**What is being asked**
Filter the records for "shadowed" and keep each line that has it.
═════ Task input ═════
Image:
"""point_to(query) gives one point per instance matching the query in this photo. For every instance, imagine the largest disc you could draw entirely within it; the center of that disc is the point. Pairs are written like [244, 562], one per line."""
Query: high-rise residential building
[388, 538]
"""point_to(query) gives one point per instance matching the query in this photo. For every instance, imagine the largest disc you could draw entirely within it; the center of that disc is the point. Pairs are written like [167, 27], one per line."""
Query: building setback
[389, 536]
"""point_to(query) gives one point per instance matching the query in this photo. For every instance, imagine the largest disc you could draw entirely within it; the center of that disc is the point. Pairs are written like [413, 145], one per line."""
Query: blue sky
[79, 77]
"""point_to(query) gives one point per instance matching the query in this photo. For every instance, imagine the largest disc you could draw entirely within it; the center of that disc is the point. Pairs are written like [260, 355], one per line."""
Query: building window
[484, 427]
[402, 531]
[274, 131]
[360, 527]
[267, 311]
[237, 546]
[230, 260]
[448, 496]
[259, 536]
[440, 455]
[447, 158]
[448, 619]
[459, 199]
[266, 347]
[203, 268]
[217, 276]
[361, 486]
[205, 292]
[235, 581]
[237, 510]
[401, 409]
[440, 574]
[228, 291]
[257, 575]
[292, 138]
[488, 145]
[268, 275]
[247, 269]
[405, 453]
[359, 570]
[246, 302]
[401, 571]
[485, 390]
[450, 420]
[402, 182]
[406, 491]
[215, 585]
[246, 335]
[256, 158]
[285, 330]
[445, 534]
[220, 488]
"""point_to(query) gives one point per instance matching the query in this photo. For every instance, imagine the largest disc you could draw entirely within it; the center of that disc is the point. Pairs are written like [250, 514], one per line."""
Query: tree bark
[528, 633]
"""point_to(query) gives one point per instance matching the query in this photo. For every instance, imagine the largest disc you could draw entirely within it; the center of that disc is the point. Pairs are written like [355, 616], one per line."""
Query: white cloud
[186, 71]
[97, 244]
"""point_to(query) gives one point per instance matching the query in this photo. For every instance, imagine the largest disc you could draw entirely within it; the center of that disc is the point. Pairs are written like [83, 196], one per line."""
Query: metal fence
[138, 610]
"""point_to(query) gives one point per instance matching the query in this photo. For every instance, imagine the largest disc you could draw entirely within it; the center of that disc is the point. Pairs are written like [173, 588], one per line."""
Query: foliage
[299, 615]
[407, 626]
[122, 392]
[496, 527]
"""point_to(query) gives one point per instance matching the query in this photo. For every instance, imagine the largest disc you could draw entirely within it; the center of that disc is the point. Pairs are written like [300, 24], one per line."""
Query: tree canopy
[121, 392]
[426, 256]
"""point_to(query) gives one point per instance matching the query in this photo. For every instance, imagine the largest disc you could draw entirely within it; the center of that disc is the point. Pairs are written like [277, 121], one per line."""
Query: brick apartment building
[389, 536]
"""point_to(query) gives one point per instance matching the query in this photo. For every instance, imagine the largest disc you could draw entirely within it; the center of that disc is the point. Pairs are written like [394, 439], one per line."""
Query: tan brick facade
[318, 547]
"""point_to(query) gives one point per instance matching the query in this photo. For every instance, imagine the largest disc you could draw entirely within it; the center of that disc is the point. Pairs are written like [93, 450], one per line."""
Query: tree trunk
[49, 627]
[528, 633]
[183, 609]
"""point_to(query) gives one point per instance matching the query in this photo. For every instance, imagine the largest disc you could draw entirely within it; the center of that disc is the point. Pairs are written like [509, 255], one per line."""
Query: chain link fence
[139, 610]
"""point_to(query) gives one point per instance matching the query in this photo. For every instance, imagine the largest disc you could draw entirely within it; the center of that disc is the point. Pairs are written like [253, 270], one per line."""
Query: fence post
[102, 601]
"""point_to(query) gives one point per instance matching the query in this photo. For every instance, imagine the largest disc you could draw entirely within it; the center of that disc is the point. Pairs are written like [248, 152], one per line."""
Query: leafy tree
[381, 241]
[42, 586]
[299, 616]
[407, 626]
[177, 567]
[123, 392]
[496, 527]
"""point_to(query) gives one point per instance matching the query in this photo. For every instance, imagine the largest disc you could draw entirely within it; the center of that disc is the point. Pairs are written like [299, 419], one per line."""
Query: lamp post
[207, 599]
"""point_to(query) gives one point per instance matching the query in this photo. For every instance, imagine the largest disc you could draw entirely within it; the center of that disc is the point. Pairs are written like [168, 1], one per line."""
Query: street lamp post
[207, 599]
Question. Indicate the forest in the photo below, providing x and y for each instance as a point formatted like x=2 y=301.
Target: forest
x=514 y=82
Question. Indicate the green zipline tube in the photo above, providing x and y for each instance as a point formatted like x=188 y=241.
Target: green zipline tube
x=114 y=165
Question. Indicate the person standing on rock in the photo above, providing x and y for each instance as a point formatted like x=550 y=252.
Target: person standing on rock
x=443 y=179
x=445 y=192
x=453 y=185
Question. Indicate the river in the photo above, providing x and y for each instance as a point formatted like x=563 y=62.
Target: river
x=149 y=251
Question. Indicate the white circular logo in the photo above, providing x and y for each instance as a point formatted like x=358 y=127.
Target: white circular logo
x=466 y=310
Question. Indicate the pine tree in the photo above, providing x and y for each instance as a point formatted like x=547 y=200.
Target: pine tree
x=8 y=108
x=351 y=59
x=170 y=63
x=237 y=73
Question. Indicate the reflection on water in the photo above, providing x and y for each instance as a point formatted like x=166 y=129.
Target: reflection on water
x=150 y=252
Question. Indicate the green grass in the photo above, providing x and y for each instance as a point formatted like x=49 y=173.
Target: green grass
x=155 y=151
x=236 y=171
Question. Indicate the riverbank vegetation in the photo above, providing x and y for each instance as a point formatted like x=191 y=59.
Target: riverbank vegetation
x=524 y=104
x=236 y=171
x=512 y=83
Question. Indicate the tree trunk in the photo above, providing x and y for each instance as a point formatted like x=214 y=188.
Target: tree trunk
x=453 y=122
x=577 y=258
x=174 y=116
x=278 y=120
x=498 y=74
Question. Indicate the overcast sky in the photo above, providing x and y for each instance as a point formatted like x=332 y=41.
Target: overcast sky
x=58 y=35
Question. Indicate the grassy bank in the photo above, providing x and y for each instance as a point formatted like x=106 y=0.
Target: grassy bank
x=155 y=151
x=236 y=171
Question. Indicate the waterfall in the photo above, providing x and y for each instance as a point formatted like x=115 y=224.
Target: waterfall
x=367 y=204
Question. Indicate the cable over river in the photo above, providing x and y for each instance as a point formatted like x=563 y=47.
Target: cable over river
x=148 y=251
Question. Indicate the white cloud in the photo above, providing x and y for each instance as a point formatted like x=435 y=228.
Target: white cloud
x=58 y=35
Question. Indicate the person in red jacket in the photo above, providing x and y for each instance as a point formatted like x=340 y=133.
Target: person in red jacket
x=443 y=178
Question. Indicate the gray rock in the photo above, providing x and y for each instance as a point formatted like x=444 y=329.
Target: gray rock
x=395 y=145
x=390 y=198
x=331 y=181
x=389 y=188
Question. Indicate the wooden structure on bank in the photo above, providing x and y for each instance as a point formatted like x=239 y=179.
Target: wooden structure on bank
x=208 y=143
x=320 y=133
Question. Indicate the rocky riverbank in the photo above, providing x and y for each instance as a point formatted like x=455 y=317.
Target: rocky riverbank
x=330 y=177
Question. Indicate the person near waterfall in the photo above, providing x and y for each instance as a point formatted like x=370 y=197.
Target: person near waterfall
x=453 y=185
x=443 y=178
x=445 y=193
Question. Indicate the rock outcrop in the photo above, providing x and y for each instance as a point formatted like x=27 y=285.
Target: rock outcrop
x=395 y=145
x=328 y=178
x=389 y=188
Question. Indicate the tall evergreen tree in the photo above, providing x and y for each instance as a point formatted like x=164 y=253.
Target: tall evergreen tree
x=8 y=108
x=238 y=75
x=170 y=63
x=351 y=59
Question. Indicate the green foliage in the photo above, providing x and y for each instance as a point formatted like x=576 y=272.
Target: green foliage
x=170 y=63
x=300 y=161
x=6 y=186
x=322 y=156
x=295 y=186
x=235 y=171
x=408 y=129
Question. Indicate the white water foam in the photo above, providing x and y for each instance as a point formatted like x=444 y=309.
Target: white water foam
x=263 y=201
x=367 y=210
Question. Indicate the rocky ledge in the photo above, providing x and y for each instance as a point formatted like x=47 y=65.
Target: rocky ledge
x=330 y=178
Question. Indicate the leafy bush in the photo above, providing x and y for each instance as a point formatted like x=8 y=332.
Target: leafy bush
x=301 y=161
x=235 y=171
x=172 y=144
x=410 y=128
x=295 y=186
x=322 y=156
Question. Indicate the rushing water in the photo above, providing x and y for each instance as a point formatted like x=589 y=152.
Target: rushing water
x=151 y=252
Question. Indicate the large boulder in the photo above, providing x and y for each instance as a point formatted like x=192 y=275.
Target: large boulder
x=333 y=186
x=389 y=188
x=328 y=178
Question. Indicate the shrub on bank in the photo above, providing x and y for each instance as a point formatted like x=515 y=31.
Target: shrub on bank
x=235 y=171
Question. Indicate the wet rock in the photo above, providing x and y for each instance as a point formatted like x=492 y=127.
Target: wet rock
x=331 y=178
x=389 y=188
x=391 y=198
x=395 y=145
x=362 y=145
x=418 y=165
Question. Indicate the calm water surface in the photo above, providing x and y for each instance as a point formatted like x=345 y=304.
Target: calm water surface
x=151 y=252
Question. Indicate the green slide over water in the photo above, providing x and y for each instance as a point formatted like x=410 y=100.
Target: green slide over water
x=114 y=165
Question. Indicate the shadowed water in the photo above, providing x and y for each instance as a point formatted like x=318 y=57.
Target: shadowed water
═════
═════ Task input ═════
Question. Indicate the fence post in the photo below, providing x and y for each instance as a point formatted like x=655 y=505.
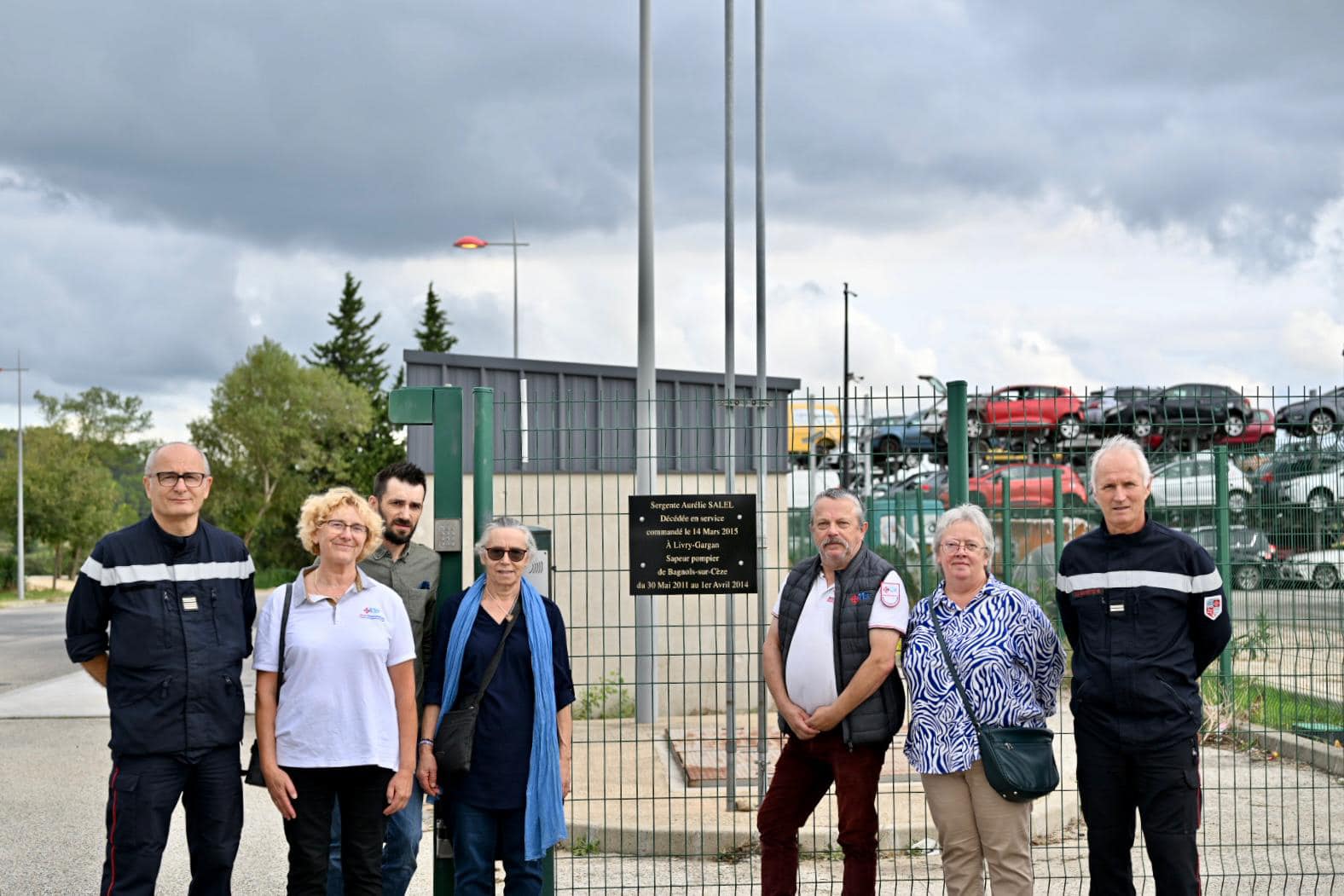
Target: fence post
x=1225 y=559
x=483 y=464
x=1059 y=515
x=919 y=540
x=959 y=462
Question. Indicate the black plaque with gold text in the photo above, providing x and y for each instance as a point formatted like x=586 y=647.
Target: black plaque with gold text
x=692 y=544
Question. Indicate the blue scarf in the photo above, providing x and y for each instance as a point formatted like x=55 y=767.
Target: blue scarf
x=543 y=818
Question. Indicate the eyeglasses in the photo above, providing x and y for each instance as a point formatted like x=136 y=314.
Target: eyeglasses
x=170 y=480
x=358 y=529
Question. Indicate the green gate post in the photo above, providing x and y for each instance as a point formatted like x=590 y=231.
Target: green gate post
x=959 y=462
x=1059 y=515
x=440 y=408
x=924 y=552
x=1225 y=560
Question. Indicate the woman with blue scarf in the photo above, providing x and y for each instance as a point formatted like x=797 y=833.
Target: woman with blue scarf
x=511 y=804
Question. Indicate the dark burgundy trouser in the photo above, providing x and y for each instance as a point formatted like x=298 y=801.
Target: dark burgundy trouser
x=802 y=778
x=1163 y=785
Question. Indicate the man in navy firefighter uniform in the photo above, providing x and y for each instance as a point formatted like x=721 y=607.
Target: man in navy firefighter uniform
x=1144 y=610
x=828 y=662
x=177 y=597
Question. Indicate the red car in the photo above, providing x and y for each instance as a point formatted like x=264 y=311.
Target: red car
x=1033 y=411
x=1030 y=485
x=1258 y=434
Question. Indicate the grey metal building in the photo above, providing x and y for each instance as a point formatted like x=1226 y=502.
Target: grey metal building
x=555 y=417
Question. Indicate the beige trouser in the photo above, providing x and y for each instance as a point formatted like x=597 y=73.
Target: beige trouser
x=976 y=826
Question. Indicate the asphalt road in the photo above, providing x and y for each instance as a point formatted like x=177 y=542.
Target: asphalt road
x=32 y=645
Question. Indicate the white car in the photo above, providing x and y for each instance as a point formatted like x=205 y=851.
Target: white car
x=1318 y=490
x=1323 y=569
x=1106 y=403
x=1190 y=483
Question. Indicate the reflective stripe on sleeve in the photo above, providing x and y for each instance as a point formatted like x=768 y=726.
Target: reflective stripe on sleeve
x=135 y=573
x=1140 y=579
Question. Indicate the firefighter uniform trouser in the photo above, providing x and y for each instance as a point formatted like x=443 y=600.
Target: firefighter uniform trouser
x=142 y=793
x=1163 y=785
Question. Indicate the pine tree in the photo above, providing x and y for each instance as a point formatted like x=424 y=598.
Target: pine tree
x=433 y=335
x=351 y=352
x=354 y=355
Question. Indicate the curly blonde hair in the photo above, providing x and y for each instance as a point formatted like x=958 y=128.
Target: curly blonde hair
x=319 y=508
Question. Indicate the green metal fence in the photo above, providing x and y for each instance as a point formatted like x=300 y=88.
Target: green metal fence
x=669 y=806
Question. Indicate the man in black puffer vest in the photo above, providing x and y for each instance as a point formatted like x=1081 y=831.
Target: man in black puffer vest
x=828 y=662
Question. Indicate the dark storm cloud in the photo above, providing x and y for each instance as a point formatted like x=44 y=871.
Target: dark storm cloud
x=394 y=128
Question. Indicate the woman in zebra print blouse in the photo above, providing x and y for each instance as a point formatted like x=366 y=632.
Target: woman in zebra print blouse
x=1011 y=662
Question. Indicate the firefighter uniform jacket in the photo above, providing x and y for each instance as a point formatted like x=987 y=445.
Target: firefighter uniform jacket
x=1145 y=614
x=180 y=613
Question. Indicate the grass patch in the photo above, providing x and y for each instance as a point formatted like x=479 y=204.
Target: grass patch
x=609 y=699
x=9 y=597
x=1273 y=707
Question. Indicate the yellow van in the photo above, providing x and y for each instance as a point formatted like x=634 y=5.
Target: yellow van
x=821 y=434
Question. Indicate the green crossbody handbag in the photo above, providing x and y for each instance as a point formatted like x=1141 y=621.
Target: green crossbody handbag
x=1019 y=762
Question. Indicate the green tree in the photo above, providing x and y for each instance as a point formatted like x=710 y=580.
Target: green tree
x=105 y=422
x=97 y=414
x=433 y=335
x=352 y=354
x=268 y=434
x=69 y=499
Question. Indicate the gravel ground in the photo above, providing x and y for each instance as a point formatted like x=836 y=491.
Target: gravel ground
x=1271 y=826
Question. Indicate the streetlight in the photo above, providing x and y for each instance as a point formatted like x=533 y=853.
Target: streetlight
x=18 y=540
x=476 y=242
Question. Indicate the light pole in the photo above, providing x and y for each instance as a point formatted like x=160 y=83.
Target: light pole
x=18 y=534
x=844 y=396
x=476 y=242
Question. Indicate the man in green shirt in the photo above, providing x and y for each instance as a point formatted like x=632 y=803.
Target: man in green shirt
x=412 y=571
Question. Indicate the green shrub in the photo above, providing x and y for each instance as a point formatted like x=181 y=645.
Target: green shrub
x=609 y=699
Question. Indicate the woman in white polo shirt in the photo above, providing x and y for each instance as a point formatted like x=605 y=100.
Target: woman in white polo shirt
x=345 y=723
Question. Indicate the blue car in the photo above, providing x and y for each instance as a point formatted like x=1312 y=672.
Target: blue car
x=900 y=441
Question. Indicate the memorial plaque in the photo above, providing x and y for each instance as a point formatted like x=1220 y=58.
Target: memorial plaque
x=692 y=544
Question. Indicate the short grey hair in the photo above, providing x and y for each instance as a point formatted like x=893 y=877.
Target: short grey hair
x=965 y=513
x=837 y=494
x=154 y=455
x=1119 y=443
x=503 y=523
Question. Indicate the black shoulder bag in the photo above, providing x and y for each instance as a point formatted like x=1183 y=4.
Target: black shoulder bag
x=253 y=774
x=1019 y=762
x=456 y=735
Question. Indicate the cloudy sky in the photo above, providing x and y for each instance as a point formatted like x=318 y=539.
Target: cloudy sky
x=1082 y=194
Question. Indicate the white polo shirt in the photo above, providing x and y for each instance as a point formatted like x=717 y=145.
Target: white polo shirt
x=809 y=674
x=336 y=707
═════
═════ Task input ═════
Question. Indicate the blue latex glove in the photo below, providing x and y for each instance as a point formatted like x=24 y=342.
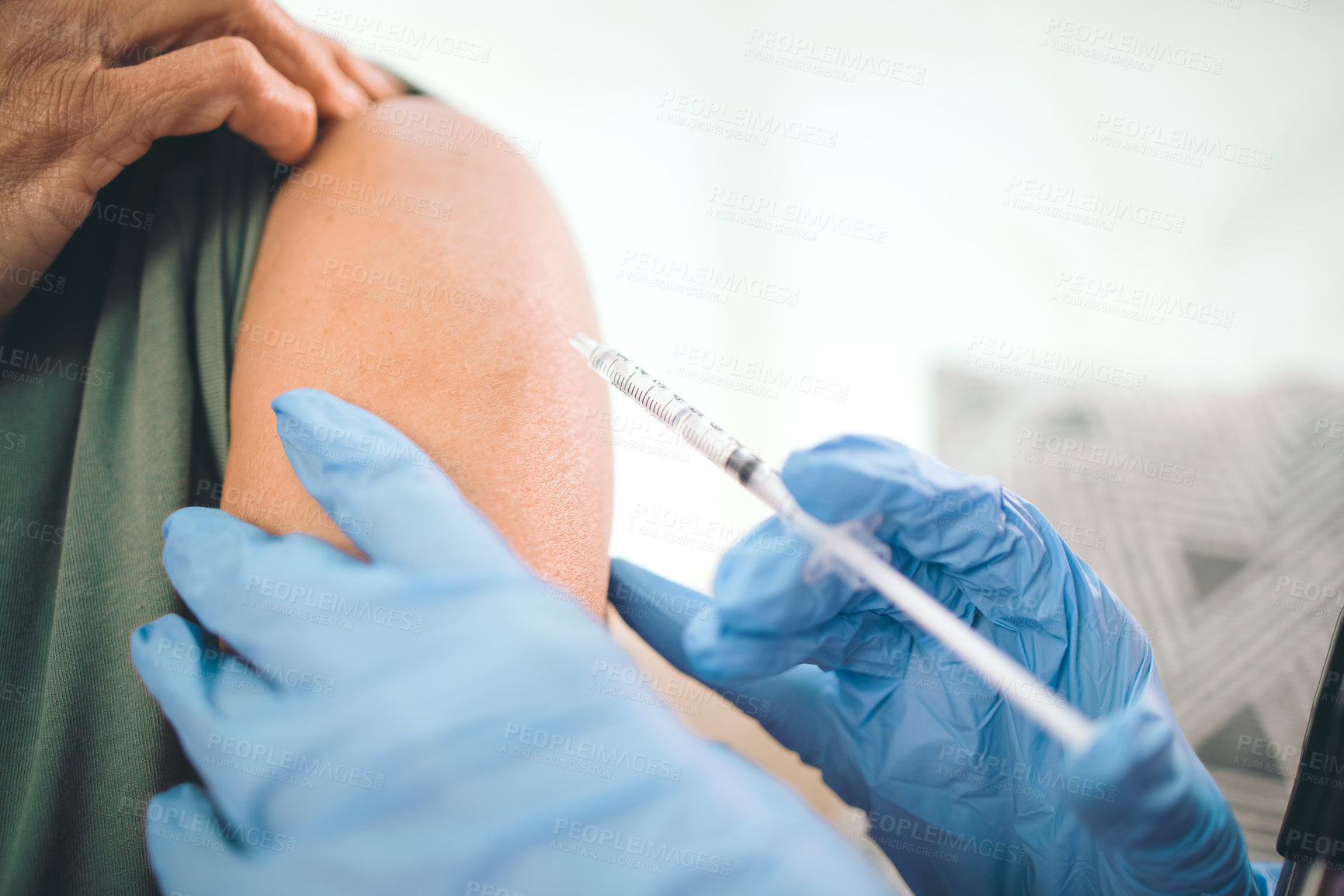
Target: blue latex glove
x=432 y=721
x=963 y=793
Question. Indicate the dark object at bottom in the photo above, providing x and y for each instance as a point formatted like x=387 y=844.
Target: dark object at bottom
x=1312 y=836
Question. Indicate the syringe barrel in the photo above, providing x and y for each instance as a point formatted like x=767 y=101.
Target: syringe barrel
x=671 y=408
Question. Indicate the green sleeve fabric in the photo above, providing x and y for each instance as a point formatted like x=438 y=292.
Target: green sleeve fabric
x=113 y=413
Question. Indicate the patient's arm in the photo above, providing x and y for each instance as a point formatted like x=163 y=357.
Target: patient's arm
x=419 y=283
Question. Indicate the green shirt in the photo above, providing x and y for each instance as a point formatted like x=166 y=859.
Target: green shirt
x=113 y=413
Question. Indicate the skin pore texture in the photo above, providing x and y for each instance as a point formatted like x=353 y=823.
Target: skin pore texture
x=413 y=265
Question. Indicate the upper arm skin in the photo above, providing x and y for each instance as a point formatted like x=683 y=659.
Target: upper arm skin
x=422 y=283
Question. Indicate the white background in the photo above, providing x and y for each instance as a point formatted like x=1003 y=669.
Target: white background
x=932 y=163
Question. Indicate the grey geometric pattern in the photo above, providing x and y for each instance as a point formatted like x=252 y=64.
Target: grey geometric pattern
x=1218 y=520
═════
**Result for this task**
Question. Indicate the shadowed water in the photo above, providing x and y for each instance as a point formatted like x=318 y=57.
Target: shadowed water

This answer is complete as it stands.